Can anyone provide a complete citation for the in-text note "(see Deborah Fraioli's "Joan of Arc, The Early Debate")?" We should standardize it and move it to the footnotes if we intend to keep it. Otherwise I'll cut.
Do we have a volunteer to tackle the Visions section? It's really not my favorite subject and the current heading has POV problems. Yet it's popular with many historians and readers so it deserves some space.
The current page is 35k. Some browsers will cut off the end of any page longer than 32k. I haven't started to insert the proposed additions yet. The more I look at this the more I think the right solution is to break this into a list page and a text page. Noisy's against it. Mr. Ballard is for it. Switisweti, could I get your vote? 208.54.14.65 04:08, 22 November 2005 (UTC)
- I vote for reducing the "in popular culture" part. I like it, because you can read about stuff you've never known, but it is too large and people keep adding minor facts. Not every reference to Joan of Arc is interesting. We should keep the important ones. Lose the rest. The article as a whole is too large indeed. I can't edit it, because my browser won't let me (probably since it's more than 32k). — Switisweti 11:08, 22 November 2005 (UTC)
- I suspect that section will regrow if we trim it. Guest editors have been active there. Above a certain level of fame a historic figure may merit more than one Wikipedia entry as long as the content doesn't duplicate. Durova 18:09, 22 November 2005 (UTC)
I've gone ahead and created Joan of Arc in art. Added additional images and a translation from the French Wikipedia about paintings to the new page. Moved redundant images to the new article and substituted photographs of surviving landmarks from Joan of Arc's life. Durova 20:57, 22 November 2005 (UTC)
Improved the account of strategy and tactics in the aftermath of Orleans. Durova 22:53, 22 November 2005 (UTC)
Replaced the image of an equestrian statue with an image of Joan of Arc's birthplace. Moved the former to the newly translated statues section on the art page. Durova 23:59, 22 November 2005 (UTC)

### Information supplied

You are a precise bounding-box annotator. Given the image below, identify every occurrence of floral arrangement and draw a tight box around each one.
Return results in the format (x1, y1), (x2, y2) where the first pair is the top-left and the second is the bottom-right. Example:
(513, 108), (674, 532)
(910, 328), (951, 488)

### Actions to take
• a. In the discussion about the Joan of Arc article, repeat the stretch from "- I suspect" through "18:09, 22 November 2005 (UTC)" word for word.
• b. Give every timestamp attached to a signed comment in the Joan of Arc article discussion.
• c. According to the Joan of Arc article discussion, some browsers cut off the end of any page longer than what size?

### Expected responses
• a.
- I suspect that section will regrow if we trim it. Guest editors have been active there. Above a certain level of fame a historic figure may merit more than one Wikipedia entry as long as the content doesn't duplicate. Durova 18:09, 22 November 2005 (UTC)

• b.
04:08, 22 November 2005 (UTC)
11:08, 22 November 2005 (UTC)
18:09, 22 November 2005 (UTC)
20:57, 22 November 2005 (UTC)
22:53, 22 November 2005 (UTC)
23:59, 22 November 2005 (UTC)

• c. 32k